→ WHAT NEEDS TO BE DONE
Reproduce the listing below with "person sitting on floor" replaced by "person seated on the floor" and every other line unchanged. Leave the pictures out.

→ RECORD LIST

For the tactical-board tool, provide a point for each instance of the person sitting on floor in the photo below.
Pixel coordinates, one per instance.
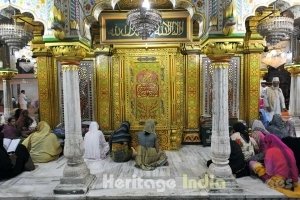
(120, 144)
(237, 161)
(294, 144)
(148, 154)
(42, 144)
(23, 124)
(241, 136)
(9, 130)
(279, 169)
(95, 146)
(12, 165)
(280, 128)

→ FINISHED TASK
For the tactical-board tool, provide a point for each instance of the person seated on the floor in the photo below.
Pixel coordinates, one per instance.
(120, 144)
(237, 161)
(294, 144)
(148, 154)
(42, 144)
(23, 124)
(241, 136)
(9, 130)
(279, 169)
(95, 146)
(12, 165)
(280, 128)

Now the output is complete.